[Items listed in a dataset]
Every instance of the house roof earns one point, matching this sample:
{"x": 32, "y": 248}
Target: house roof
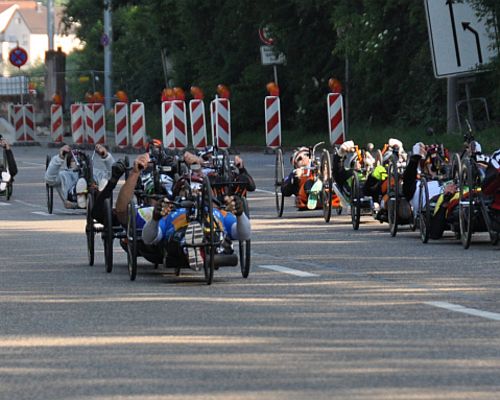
{"x": 35, "y": 16}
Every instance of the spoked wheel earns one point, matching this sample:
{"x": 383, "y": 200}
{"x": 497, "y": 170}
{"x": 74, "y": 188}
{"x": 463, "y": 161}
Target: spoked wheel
{"x": 456, "y": 168}
{"x": 466, "y": 204}
{"x": 355, "y": 201}
{"x": 393, "y": 192}
{"x": 131, "y": 241}
{"x": 245, "y": 246}
{"x": 49, "y": 189}
{"x": 279, "y": 177}
{"x": 424, "y": 211}
{"x": 90, "y": 230}
{"x": 205, "y": 209}
{"x": 326, "y": 179}
{"x": 108, "y": 236}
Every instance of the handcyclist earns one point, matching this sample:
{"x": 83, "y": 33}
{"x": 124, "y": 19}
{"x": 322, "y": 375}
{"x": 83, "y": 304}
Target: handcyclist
{"x": 9, "y": 170}
{"x": 233, "y": 220}
{"x": 63, "y": 170}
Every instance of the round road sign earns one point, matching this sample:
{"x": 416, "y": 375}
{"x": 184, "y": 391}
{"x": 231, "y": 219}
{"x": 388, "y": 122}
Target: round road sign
{"x": 18, "y": 57}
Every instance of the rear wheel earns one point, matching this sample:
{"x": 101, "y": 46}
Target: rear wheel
{"x": 279, "y": 177}
{"x": 245, "y": 247}
{"x": 424, "y": 212}
{"x": 131, "y": 241}
{"x": 108, "y": 236}
{"x": 90, "y": 230}
{"x": 466, "y": 204}
{"x": 207, "y": 220}
{"x": 393, "y": 192}
{"x": 326, "y": 179}
{"x": 355, "y": 201}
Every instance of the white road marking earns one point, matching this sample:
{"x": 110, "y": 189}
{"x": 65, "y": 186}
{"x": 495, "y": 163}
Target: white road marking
{"x": 464, "y": 310}
{"x": 286, "y": 270}
{"x": 264, "y": 191}
{"x": 45, "y": 214}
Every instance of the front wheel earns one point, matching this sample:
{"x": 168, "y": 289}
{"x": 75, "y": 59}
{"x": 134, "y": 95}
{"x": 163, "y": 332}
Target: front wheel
{"x": 107, "y": 236}
{"x": 132, "y": 242}
{"x": 327, "y": 183}
{"x": 245, "y": 247}
{"x": 355, "y": 201}
{"x": 279, "y": 177}
{"x": 424, "y": 212}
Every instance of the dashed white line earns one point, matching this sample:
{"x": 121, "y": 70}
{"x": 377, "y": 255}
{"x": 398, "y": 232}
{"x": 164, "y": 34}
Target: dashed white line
{"x": 464, "y": 310}
{"x": 286, "y": 270}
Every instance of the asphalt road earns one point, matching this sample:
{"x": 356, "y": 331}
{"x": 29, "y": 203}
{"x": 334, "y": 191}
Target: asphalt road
{"x": 327, "y": 312}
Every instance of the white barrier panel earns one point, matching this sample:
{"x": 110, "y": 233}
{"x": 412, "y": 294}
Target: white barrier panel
{"x": 137, "y": 124}
{"x": 198, "y": 123}
{"x": 24, "y": 125}
{"x": 272, "y": 112}
{"x": 174, "y": 125}
{"x": 78, "y": 123}
{"x": 336, "y": 118}
{"x": 121, "y": 124}
{"x": 222, "y": 122}
{"x": 56, "y": 123}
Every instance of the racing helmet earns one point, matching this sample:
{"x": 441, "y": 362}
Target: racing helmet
{"x": 299, "y": 151}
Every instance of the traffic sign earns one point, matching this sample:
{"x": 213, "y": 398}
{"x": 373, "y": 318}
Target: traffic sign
{"x": 460, "y": 40}
{"x": 270, "y": 57}
{"x": 18, "y": 57}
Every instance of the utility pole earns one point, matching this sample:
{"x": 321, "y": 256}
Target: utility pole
{"x": 50, "y": 23}
{"x": 107, "y": 42}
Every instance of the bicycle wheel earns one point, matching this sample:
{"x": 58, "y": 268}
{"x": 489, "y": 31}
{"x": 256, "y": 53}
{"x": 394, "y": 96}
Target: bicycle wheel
{"x": 108, "y": 236}
{"x": 244, "y": 247}
{"x": 327, "y": 180}
{"x": 393, "y": 192}
{"x": 49, "y": 189}
{"x": 424, "y": 211}
{"x": 466, "y": 204}
{"x": 205, "y": 209}
{"x": 90, "y": 230}
{"x": 279, "y": 177}
{"x": 355, "y": 201}
{"x": 131, "y": 241}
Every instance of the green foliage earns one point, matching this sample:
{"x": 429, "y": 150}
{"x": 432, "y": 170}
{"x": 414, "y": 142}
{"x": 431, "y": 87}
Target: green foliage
{"x": 384, "y": 46}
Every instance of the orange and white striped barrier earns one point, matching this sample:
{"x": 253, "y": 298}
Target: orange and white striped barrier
{"x": 221, "y": 121}
{"x": 77, "y": 123}
{"x": 121, "y": 124}
{"x": 198, "y": 123}
{"x": 95, "y": 123}
{"x": 336, "y": 127}
{"x": 174, "y": 125}
{"x": 137, "y": 124}
{"x": 56, "y": 123}
{"x": 24, "y": 122}
{"x": 272, "y": 112}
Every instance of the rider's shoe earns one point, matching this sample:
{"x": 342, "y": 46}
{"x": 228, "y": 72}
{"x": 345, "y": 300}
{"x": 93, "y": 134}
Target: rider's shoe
{"x": 102, "y": 184}
{"x": 312, "y": 200}
{"x": 3, "y": 182}
{"x": 81, "y": 193}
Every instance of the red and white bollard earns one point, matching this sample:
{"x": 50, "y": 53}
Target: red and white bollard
{"x": 137, "y": 124}
{"x": 198, "y": 123}
{"x": 336, "y": 127}
{"x": 121, "y": 124}
{"x": 174, "y": 125}
{"x": 24, "y": 123}
{"x": 56, "y": 123}
{"x": 221, "y": 121}
{"x": 77, "y": 123}
{"x": 272, "y": 112}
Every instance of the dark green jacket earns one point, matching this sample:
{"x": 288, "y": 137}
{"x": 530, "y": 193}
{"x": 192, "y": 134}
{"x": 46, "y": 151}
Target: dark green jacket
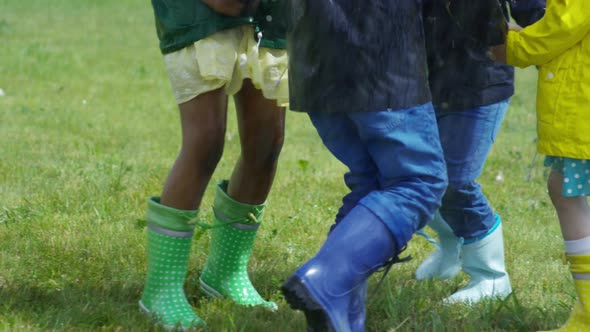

§ **OBJECTIVE**:
Copy all of the records above word for word, leaving out the pictures.

§ **COMPLETED TASK**:
Every instance of the house roof earns one point, matching this sample:
{"x": 32, "y": 248}
Target: house roof
{"x": 35, "y": 16}
Every instance of the spoked wheel earns one point, matching this sample:
{"x": 383, "y": 200}
{"x": 497, "y": 170}
{"x": 74, "y": 188}
{"x": 463, "y": 161}
Target: spoked wheel
{"x": 456, "y": 168}
{"x": 466, "y": 204}
{"x": 355, "y": 201}
{"x": 393, "y": 192}
{"x": 131, "y": 241}
{"x": 245, "y": 246}
{"x": 49, "y": 189}
{"x": 279, "y": 177}
{"x": 424, "y": 211}
{"x": 90, "y": 230}
{"x": 205, "y": 209}
{"x": 326, "y": 179}
{"x": 108, "y": 236}
Every instance of the handcyclist earns one point, matching this sample:
{"x": 83, "y": 33}
{"x": 124, "y": 19}
{"x": 322, "y": 375}
{"x": 83, "y": 304}
Target: handcyclist
{"x": 9, "y": 170}
{"x": 233, "y": 220}
{"x": 63, "y": 170}
Every instance of the round road sign earns one point, matching this sample:
{"x": 416, "y": 375}
{"x": 184, "y": 391}
{"x": 231, "y": 219}
{"x": 388, "y": 122}
Target: round road sign
{"x": 18, "y": 57}
Every instance of the rear wheel earns one point, matching this sample:
{"x": 101, "y": 46}
Target: rear wheel
{"x": 279, "y": 177}
{"x": 245, "y": 247}
{"x": 424, "y": 212}
{"x": 131, "y": 241}
{"x": 108, "y": 236}
{"x": 90, "y": 230}
{"x": 466, "y": 204}
{"x": 207, "y": 220}
{"x": 393, "y": 192}
{"x": 326, "y": 179}
{"x": 355, "y": 201}
Every instance of the white road marking earns one point, matching this sample:
{"x": 110, "y": 189}
{"x": 65, "y": 186}
{"x": 495, "y": 163}
Target: white road marking
{"x": 464, "y": 310}
{"x": 286, "y": 270}
{"x": 264, "y": 191}
{"x": 45, "y": 214}
Every instance of the front wheel earns one point, matching this sample:
{"x": 168, "y": 289}
{"x": 75, "y": 59}
{"x": 134, "y": 95}
{"x": 163, "y": 332}
Target: front wheel
{"x": 107, "y": 236}
{"x": 132, "y": 242}
{"x": 327, "y": 183}
{"x": 245, "y": 247}
{"x": 355, "y": 201}
{"x": 279, "y": 177}
{"x": 424, "y": 212}
Every instance of the dashed white line earns one point, matching this sample:
{"x": 121, "y": 70}
{"x": 377, "y": 255}
{"x": 398, "y": 232}
{"x": 164, "y": 34}
Target: dashed white line
{"x": 464, "y": 310}
{"x": 286, "y": 270}
Every instance of the asphalt road earns one point, matching this sample:
{"x": 356, "y": 331}
{"x": 29, "y": 203}
{"x": 334, "y": 191}
Target: asphalt road
{"x": 327, "y": 312}
Every instance of the white barrier panel earns one point, matching this sample:
{"x": 110, "y": 233}
{"x": 412, "y": 294}
Target: white barrier panel
{"x": 137, "y": 124}
{"x": 198, "y": 123}
{"x": 24, "y": 125}
{"x": 272, "y": 112}
{"x": 174, "y": 125}
{"x": 78, "y": 123}
{"x": 336, "y": 118}
{"x": 121, "y": 124}
{"x": 222, "y": 122}
{"x": 56, "y": 123}
Every instance of the racing helmet earns one point, matching this sample:
{"x": 441, "y": 362}
Target: racing helmet
{"x": 299, "y": 151}
Every instance of the traffic sign earns one point, matching this sample:
{"x": 213, "y": 398}
{"x": 373, "y": 318}
Target: traffic sign
{"x": 460, "y": 40}
{"x": 270, "y": 57}
{"x": 18, "y": 57}
Every instance of the utility pole earns one point, matching this sample:
{"x": 321, "y": 256}
Target: utility pole
{"x": 50, "y": 23}
{"x": 107, "y": 42}
Every instance of the bicycle wheel earns one point, matching this sample:
{"x": 58, "y": 268}
{"x": 489, "y": 31}
{"x": 256, "y": 53}
{"x": 394, "y": 96}
Target: bicycle wheel
{"x": 108, "y": 236}
{"x": 244, "y": 247}
{"x": 327, "y": 180}
{"x": 393, "y": 192}
{"x": 49, "y": 189}
{"x": 424, "y": 211}
{"x": 466, "y": 204}
{"x": 205, "y": 209}
{"x": 90, "y": 230}
{"x": 279, "y": 177}
{"x": 355, "y": 201}
{"x": 131, "y": 241}
Every instance of the green foliage earns one point, matching this sample:
{"x": 429, "y": 150}
{"x": 432, "y": 170}
{"x": 414, "y": 142}
{"x": 431, "y": 87}
Target: green foliage
{"x": 384, "y": 46}
Every instance of the orange and white striped barrier earns one point, matching this sample:
{"x": 253, "y": 298}
Target: orange and white striped barrier
{"x": 221, "y": 121}
{"x": 77, "y": 123}
{"x": 121, "y": 124}
{"x": 198, "y": 123}
{"x": 95, "y": 123}
{"x": 336, "y": 127}
{"x": 174, "y": 125}
{"x": 137, "y": 124}
{"x": 56, "y": 123}
{"x": 24, "y": 122}
{"x": 272, "y": 112}
Every instance of the rider's shoe earns one point, matching this sample:
{"x": 342, "y": 46}
{"x": 228, "y": 72}
{"x": 345, "y": 300}
{"x": 93, "y": 134}
Target: rider's shoe
{"x": 102, "y": 184}
{"x": 312, "y": 200}
{"x": 3, "y": 182}
{"x": 81, "y": 193}
Every instance of the red and white bollard earns one point, matching this sample:
{"x": 50, "y": 53}
Target: red and white bollard
{"x": 137, "y": 124}
{"x": 198, "y": 123}
{"x": 336, "y": 127}
{"x": 121, "y": 124}
{"x": 174, "y": 125}
{"x": 24, "y": 123}
{"x": 56, "y": 123}
{"x": 221, "y": 121}
{"x": 77, "y": 123}
{"x": 272, "y": 112}
Every instance of the dark green jacket earns one point, matching this sample:
{"x": 288, "y": 137}
{"x": 530, "y": 193}
{"x": 192, "y": 134}
{"x": 46, "y": 151}
Target: dark green jacket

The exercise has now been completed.